_SET TASK_
In the passage on optimizers, what happens when the optimizer field is not provided or is None?

_SOURCE PASSAGE_
***

Alternatively, we can also load an existing model with the regular API:

from datastories.model import Model
model = Model('data/houses.rsx')

Although a story object also contains a model via its property story.model, the notion is a bit different from a model acquired by directly loading a RSX file. This will have a light, but noticeable impact on how to optimize.

Create an optimizer

Optimizers are objects that allow inspection of models. The standard way to create an optimizer is by using the exposed factory method:

from datastories.optimization import *

optimizer = create_optimizer(
    population_size=500,
    iterations=250
)

This object can be parametrized with two optional parameters: the population size that will be used to explore the model, and the number of iterations.

Since optimizers are allocating resources, it is a good idea to reuse them as much as possible.

Creation optimization specifications

In order to give an optimizer the objectives to reach and the constraints to reach those objectives, we create an optimizer specification object:

specification = OptimizerSpecification(
    objectives=[
        Maximize('Land Area'),
        Minimize('Price')
    ],
    constraints=[
        AtLeast('Living area', 150)
    ]
)

Objectives and constraints can be defined through word-like objects that represent the constraints. In the above example, we would like to minimize the price and maximize the land area, while keeping the living area above 150 units.

An exhaustive list of definition wordings is available in the documentation.

Specifying additional value ranges

Under some circumstances, the notion of constraint encoded in the specification is too strong. This could be the case, for example, when one would like to constraint a driver to keep a constant value.

In those cases, using the constraints field above would impose a too strong condition on the optimizers, and the model wouldn’t be converging.

In order to circumvent this behavior, we can impose value ranges in the optimizers. For example:

# Asking for bedrooms between 3 and 4
variable_ranges=[
    'Bedrooms': (3, 4)
]

# Asking for bedrooms exactly 4
variable_ranges=[
    'Bedrooms': 4
]

Value ranges allow a better preparation of the population, but they come at a price of potentially introducing a biais, as they reduce the number of dimensions to explore.

Invoking an optimizer

Once the specifications and the value ranges are decided, an optimizer can be used to explore a model and try to find an optimal set of drivers.

The straightforward way is to invoke the optimizer on a Model object:

optimization_result = optimizer.optimize(
    model,
    optimization_spec=specification,
    variable_ranges=variable_ranges
)

By default, the progress_bar parameter that displays the progress bar of the run, is set to True.

Currently, there is a deprecated way to mimic the above run when we are given a Story object:

optimizer.optimize(story.model.model, ...)

The usage of story.model.model is deprecated and should be replaced. Because story.model encapsulates the model of the story, the standard way to call an optimizer on a story model, is through the indirection:

optimization_result = story.model.optimize(
    optimizer=optimizer,
    optimization_spec=specification,
    variable_ranges=variable_ranges
)

If the optimizer field is not provided, or if it is None, a default optimizer will be created.

***

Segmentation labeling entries
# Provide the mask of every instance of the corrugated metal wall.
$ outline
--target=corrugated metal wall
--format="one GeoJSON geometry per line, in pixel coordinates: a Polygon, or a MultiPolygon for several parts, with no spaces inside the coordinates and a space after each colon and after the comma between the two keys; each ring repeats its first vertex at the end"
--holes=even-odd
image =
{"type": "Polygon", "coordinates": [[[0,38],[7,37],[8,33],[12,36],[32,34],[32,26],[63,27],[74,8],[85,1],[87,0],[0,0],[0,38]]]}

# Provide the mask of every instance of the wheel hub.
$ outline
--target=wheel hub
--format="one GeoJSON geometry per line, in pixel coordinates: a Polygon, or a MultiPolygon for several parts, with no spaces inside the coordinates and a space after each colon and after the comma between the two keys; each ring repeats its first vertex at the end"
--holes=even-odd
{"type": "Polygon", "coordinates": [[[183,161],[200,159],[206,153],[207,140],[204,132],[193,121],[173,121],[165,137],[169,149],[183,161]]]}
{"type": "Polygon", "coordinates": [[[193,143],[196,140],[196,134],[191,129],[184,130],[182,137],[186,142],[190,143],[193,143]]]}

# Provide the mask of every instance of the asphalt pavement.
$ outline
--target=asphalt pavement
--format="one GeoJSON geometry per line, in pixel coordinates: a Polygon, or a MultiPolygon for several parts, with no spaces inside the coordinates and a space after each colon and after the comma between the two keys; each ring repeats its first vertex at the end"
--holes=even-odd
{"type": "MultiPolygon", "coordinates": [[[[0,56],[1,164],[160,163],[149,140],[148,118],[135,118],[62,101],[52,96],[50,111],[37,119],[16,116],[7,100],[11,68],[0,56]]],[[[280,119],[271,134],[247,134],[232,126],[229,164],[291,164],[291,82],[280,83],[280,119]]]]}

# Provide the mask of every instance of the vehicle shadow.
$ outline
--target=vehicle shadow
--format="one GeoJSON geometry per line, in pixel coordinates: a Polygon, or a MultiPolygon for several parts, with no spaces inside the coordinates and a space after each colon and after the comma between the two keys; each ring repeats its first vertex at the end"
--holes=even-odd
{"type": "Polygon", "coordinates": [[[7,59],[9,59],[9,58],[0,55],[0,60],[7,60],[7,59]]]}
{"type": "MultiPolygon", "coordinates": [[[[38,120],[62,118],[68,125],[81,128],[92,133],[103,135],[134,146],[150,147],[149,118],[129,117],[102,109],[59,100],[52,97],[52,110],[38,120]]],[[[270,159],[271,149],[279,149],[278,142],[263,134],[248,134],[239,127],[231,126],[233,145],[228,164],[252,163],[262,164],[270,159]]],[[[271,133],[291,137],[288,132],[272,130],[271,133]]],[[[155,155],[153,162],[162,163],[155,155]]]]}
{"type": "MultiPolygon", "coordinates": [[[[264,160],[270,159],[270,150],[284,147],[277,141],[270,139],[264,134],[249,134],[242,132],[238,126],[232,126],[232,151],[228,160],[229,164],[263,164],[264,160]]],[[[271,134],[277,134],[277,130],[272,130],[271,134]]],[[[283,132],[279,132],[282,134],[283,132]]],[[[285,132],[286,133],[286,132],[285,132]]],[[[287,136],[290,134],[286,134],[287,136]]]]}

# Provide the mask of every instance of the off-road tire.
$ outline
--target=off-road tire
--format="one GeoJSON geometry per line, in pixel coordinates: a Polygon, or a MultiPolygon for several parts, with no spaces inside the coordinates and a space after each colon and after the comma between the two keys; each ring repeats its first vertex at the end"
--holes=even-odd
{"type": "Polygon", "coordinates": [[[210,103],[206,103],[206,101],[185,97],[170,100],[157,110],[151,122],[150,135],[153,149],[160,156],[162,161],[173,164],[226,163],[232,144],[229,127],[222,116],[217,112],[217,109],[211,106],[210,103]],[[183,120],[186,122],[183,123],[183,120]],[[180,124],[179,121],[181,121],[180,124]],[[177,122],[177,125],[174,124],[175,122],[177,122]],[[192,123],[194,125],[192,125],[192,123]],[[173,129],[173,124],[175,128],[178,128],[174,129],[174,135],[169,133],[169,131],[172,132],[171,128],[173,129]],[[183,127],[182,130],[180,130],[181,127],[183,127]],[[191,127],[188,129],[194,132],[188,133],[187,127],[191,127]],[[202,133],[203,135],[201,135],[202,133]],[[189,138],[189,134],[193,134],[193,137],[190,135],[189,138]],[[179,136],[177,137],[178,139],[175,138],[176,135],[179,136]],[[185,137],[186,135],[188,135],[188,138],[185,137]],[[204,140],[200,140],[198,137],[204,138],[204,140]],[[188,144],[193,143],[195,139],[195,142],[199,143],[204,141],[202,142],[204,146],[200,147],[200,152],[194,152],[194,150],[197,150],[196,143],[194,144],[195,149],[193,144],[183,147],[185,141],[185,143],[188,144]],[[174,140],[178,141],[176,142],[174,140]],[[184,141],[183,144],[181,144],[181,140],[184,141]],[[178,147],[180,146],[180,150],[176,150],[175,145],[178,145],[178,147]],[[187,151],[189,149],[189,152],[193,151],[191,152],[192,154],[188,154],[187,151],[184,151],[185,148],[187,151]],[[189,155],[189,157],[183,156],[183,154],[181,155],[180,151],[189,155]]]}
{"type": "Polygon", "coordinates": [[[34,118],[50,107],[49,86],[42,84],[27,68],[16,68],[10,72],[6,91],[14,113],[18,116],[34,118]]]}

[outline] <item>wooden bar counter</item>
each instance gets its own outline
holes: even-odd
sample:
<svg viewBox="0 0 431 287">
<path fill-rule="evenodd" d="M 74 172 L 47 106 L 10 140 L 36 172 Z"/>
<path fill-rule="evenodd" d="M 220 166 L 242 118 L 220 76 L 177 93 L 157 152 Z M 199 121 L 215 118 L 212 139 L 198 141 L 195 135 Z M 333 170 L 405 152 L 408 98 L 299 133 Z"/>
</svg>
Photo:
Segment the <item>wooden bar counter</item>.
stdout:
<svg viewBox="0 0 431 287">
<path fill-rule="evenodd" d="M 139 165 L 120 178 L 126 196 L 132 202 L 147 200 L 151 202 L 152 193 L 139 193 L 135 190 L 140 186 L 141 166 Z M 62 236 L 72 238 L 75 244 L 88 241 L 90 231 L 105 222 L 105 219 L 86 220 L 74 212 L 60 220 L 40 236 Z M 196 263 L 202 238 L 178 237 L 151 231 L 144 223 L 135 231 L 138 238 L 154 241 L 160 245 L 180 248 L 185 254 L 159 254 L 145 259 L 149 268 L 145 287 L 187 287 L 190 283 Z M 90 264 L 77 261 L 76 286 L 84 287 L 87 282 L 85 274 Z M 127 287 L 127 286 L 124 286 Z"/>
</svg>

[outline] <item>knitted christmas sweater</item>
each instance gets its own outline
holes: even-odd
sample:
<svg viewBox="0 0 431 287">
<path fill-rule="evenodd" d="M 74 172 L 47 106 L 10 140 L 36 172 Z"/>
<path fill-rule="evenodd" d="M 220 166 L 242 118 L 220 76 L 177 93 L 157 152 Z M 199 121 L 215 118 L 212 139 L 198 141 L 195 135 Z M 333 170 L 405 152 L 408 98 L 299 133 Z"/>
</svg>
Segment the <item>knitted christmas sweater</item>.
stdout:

***

_CORRECT ANSWER_
A default optimizer will be created.